◆ **Task instructions**
How many of the lines in the pointing records below contain the string "rear"? Give only the number.

Pointing records:
=-=-=
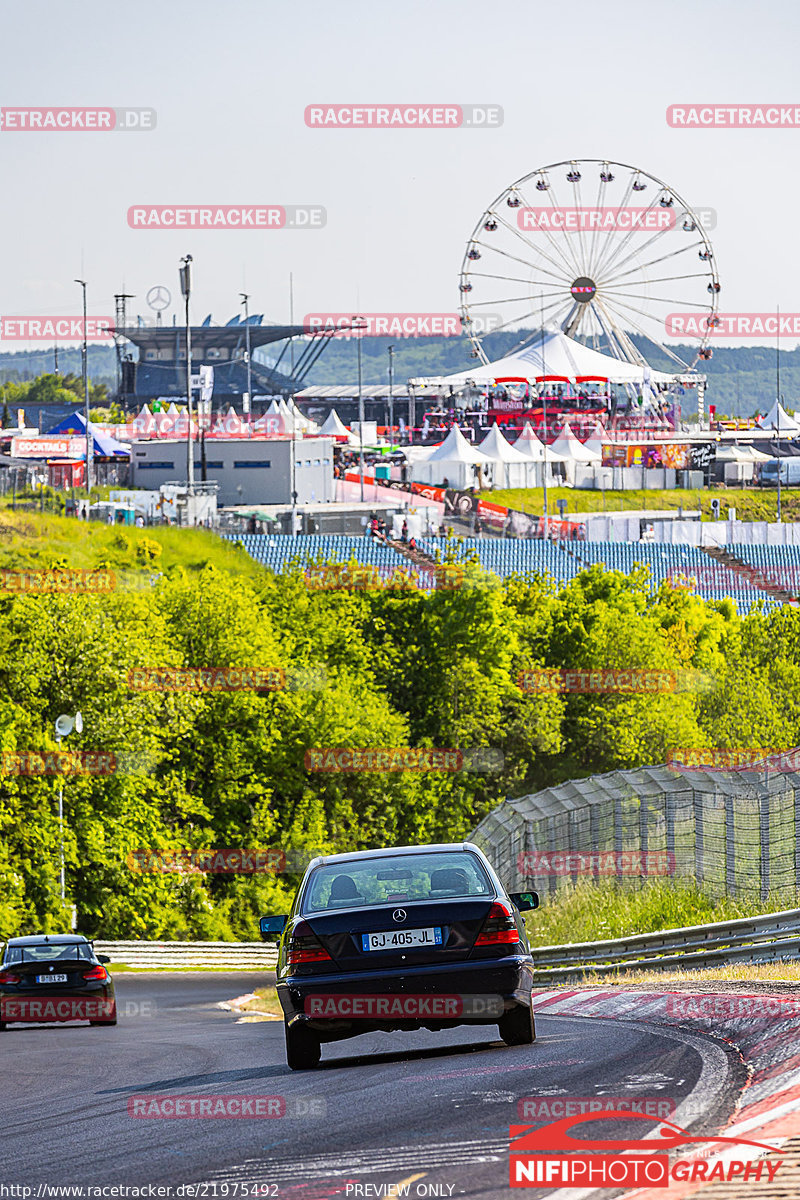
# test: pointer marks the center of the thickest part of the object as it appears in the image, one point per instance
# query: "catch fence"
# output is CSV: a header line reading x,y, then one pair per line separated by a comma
x,y
732,832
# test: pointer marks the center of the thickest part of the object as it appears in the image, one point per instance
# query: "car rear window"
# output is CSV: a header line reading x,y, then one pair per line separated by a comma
x,y
396,880
55,953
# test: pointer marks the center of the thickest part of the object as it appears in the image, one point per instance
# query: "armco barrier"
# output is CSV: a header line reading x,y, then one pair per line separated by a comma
x,y
774,937
198,955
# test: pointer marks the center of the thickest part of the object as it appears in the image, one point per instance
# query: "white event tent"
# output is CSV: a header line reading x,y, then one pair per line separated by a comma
x,y
779,419
453,460
511,468
557,357
334,426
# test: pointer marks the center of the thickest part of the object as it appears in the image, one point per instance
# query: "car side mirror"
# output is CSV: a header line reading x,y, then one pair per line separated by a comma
x,y
271,925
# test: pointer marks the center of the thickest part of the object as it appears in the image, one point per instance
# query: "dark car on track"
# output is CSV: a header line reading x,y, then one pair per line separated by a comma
x,y
404,939
55,977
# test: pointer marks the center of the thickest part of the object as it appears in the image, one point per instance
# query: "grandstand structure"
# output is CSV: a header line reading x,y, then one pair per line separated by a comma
x,y
751,575
160,371
280,552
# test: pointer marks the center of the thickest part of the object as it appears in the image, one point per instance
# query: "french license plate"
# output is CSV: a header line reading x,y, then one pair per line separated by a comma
x,y
397,939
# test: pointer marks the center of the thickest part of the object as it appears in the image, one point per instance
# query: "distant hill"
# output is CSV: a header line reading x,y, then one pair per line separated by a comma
x,y
741,379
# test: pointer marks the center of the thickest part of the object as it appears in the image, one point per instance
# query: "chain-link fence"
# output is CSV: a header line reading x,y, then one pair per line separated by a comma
x,y
734,833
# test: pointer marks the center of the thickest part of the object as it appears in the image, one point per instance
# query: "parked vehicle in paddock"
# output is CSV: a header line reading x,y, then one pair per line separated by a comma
x,y
54,977
402,939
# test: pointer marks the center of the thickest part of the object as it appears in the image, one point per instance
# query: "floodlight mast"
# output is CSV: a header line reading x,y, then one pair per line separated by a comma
x,y
64,727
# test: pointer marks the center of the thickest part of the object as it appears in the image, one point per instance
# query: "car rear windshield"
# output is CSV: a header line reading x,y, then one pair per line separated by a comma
x,y
396,880
64,952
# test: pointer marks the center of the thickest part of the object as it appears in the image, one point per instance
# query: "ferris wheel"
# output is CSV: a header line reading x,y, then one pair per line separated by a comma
x,y
600,250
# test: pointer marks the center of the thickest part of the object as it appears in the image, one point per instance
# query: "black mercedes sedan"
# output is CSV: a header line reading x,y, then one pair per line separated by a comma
x,y
54,977
403,939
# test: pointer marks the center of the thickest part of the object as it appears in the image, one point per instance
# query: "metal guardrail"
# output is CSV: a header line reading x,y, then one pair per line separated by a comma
x,y
774,937
747,940
226,955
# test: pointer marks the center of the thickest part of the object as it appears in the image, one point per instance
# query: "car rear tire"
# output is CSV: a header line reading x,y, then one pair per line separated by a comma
x,y
517,1026
304,1050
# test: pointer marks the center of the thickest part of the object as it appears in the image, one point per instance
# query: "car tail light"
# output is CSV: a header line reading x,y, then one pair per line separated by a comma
x,y
97,972
498,928
304,947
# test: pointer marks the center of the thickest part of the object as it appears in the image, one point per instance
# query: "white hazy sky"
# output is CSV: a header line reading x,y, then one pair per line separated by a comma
x,y
230,82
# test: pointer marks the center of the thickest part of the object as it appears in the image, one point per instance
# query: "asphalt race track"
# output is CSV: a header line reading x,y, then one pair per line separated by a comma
x,y
432,1108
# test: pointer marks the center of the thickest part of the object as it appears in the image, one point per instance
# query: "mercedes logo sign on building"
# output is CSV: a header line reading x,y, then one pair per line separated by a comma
x,y
158,298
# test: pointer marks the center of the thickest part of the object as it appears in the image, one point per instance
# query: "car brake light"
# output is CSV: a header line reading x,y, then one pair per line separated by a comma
x,y
498,928
304,947
96,973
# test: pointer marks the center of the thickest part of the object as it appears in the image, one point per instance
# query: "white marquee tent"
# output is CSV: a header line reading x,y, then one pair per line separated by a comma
x,y
334,426
555,355
453,460
511,468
=-=-=
◆ **Solution for this task**
3